*Stated goal*
Output all of the entries below precisely as written.

*Material*
- - - - -

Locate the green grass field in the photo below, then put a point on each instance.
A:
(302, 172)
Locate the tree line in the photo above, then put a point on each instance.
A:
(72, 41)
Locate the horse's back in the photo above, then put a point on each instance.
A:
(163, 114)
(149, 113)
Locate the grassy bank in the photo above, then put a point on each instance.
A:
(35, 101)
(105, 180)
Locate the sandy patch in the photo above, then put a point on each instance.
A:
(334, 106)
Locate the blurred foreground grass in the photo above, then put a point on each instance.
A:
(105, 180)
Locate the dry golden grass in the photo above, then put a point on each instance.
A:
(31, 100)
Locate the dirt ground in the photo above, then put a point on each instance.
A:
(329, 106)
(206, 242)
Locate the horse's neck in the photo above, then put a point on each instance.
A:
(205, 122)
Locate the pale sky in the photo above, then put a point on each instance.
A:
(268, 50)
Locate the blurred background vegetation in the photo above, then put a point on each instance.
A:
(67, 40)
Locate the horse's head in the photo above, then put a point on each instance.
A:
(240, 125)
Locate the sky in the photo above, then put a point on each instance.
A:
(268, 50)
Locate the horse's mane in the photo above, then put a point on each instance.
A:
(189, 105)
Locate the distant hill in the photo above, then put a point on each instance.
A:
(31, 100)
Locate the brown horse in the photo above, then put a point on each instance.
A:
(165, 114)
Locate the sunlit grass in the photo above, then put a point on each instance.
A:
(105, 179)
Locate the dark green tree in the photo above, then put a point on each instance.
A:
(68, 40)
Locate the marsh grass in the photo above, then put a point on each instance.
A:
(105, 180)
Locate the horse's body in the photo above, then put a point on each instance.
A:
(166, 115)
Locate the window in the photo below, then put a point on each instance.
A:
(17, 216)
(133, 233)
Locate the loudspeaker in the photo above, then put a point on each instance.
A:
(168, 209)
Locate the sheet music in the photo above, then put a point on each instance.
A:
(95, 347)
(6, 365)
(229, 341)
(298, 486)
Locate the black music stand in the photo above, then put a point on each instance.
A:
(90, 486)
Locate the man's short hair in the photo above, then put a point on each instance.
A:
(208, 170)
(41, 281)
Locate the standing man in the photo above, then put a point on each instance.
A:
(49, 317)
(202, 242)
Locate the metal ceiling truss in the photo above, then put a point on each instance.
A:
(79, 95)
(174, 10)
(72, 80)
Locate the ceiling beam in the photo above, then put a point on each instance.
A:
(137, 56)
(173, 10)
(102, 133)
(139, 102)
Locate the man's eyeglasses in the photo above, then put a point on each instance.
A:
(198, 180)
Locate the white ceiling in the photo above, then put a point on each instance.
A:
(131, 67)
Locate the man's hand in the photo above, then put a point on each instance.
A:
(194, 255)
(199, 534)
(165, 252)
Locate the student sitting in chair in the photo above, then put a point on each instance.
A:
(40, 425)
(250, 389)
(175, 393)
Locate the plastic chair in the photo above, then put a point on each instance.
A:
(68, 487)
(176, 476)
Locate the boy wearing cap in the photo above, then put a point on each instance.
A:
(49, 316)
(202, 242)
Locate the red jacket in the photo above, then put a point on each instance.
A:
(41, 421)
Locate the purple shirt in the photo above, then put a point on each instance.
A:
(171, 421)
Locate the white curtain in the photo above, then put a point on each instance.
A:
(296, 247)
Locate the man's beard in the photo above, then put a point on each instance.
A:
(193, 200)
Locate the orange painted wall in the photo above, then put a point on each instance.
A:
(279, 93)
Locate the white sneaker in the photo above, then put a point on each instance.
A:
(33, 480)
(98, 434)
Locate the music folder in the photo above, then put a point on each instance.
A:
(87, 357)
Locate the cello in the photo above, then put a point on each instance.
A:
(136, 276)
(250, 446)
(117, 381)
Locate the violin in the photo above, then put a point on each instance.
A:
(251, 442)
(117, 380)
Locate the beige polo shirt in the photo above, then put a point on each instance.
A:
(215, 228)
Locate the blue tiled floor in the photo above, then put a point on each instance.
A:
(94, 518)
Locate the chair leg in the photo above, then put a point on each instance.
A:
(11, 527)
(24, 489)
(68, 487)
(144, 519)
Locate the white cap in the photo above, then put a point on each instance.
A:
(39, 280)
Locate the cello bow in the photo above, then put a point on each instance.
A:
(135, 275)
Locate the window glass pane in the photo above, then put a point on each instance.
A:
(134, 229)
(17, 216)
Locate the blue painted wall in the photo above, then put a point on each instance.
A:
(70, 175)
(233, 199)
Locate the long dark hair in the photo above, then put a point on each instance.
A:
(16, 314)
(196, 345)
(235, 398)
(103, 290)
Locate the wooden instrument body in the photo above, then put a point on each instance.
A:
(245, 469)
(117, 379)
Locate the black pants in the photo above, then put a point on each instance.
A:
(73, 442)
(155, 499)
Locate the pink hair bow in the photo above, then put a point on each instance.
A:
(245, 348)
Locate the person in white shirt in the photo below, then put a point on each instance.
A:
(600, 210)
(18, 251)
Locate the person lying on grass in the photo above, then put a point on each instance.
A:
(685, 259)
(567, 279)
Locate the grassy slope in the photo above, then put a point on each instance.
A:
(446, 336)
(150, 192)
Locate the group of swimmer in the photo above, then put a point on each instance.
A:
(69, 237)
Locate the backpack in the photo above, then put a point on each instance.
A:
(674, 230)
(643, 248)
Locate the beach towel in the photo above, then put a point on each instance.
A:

- - - - -

*Task result*
Locate the green grass field in the photo below, then put a point on each instance.
A:
(302, 172)
Locate the tree line in the photo above, then put a point on each instance.
A:
(72, 41)
Locate the horse's back in the photo above, then put a point on each instance.
A:
(163, 114)
(149, 113)
Locate the grassy bank in the photo above, then put a point on each instance.
A:
(35, 101)
(105, 180)
Locate the sandy patch in the photo above, then put a point on each instance.
A:
(334, 106)
Locate the blurred foreground grass in the photo above, then put a point on each instance.
A:
(105, 180)
Locate the dry golden grass in the photo above, then put a point on each instance.
A:
(31, 100)
Locate the dirt ground in the photo above, then put a point on each instance.
A:
(329, 106)
(206, 242)
Locate the horse's neck in the photo above, then put a point on each instance.
A:
(205, 122)
Locate the pale sky in the photo above, then put a point on each instance.
A:
(268, 50)
Locate the blurred background vegetation in the photo above, then put a point on each instance.
A:
(67, 40)
Locate the horse's head in the photo above, then put a point on each instance.
A:
(240, 125)
Locate the sky in the photo above, then put a point on each instance.
A:
(268, 50)
Locate the horse's mane in the photo above, then put a point on each instance.
A:
(189, 105)
Locate the distant hill in the photo above, then put a point on each instance.
A:
(31, 100)
Locate the brown horse in the photo above, then put a point on each instance.
A:
(165, 114)
Locate the sunlit grass in the photo above, then put a point on each instance.
A:
(105, 179)
Locate the dark green tree in the photo above, then put a point on each instance.
A:
(68, 40)
Locate the marsh grass in the photo above, then put a point on each instance.
A:
(105, 180)
Locate the horse's body in the photo above, then put a point on each instance.
A:
(166, 115)
Locate the window in the photo below, then put a point on each instance.
A:
(17, 216)
(133, 233)
Locate the loudspeaker in the photo above, then put a point on each instance.
A:
(168, 209)
Locate the sheet music in the photo above, then put a point on each instance.
A:
(95, 347)
(6, 365)
(229, 341)
(298, 486)
Locate the black music stand in the photo above, then put a point on each instance.
A:
(90, 486)
Locate the man's short hair in the photo above, then put a point on each instance.
A:
(208, 170)
(41, 281)
Locate the standing man in the photo above, then put a point on each instance.
A:
(49, 317)
(202, 242)
Locate the metal ceiling truss in the photo above, then put a point on each instance.
A:
(79, 95)
(174, 10)
(72, 80)
Locate the ceiling beam in the photo above, then put a point on each instance.
A:
(137, 56)
(173, 10)
(102, 133)
(139, 102)
Locate the man's eyeglasses in the photo above, then put a point on each instance.
A:
(198, 180)
Locate the white ceiling in the photo above, then put a point on each instance.
A:
(131, 67)
Locate the man's hand in the photo above, then put a point on each instance.
A:
(194, 255)
(199, 534)
(165, 252)
Locate the student sitting in chair in the photo above, then put a point on each instance.
A:
(40, 425)
(250, 389)
(175, 393)
Locate the plastic chair in the photo above, then put a point on each instance.
A:
(68, 487)
(176, 476)
Locate the boy wearing cap in the photo above, then put a point on each instance.
A:
(49, 316)
(202, 242)
Locate the red jacket in the photo above, then put a point on each instance.
A:
(41, 421)
Locate the purple shirt in the photo above, then put a point on each instance.
A:
(171, 421)
Locate the white curtain in the photo above, then put a point on each instance.
A:
(296, 247)
Locate the man's beard in the photo above, then put a point on each instance.
A:
(193, 200)
Locate the orange painted wall in the photo above, then put a point on each instance.
A:
(279, 93)
Locate the white sneaker in the photo above, then put a point on each instance.
A:
(33, 480)
(98, 434)
Locate the music folder in the photo above, then put a point on each instance.
A:
(87, 357)
Locate the cello in the photo above, then put a point on each instance.
A:
(136, 276)
(250, 446)
(117, 381)
Locate the violin in the photo above, then put a point on each instance.
A:
(251, 442)
(117, 380)
Locate the beige polo shirt in the photo above, then put a point on each instance.
A:
(215, 228)
Locate the blue tiled floor in the photo above, then put a point on each instance.
A:
(94, 518)
Locate the chair leg in the photo above, then put a point on each instance.
A:
(11, 527)
(24, 489)
(68, 487)
(144, 519)
Locate the white cap in the photo above, then put a point on each instance.
A:
(39, 280)
Locate the cello bow in the photo above, then put a point on each instance.
A:
(135, 275)
Locate the window glass pane in the photo above, then put a point on each instance.
A:
(134, 229)
(17, 216)
Locate the blue painted wall in the photo above, then put a point on each instance.
A:
(70, 175)
(233, 199)
Locate the long dark hair in the photo above, then put a point on each instance.
A:
(16, 314)
(196, 345)
(235, 398)
(103, 290)
Locate the wooden instrument body in the photo above, then put a point on each instance.
A:
(245, 469)
(117, 379)
Locate the black pants in the photo above, then put a point on each instance.
A:
(73, 442)
(155, 499)
Locate the pink hair bow in the photo above, then put a point on each instance.
A:
(245, 348)
Locate the person in white shirt in the photo below, then put a point on each instance.
A:
(600, 210)
(18, 251)
Locate the person lying on grass in the photo above, then put a point on each instance.
A:
(685, 259)
(567, 279)
Locate the grassy slope in the photo above, then put a point on each instance.
A:
(446, 336)
(150, 192)
Locate the group of swimmer in the photo above, then put a point on each instance.
A:
(69, 237)
Locate the backpack in the photo above, then put a point on each instance.
A:
(674, 230)
(643, 248)
Locate the beach towel in the photo above, then put a point on each instance.
A:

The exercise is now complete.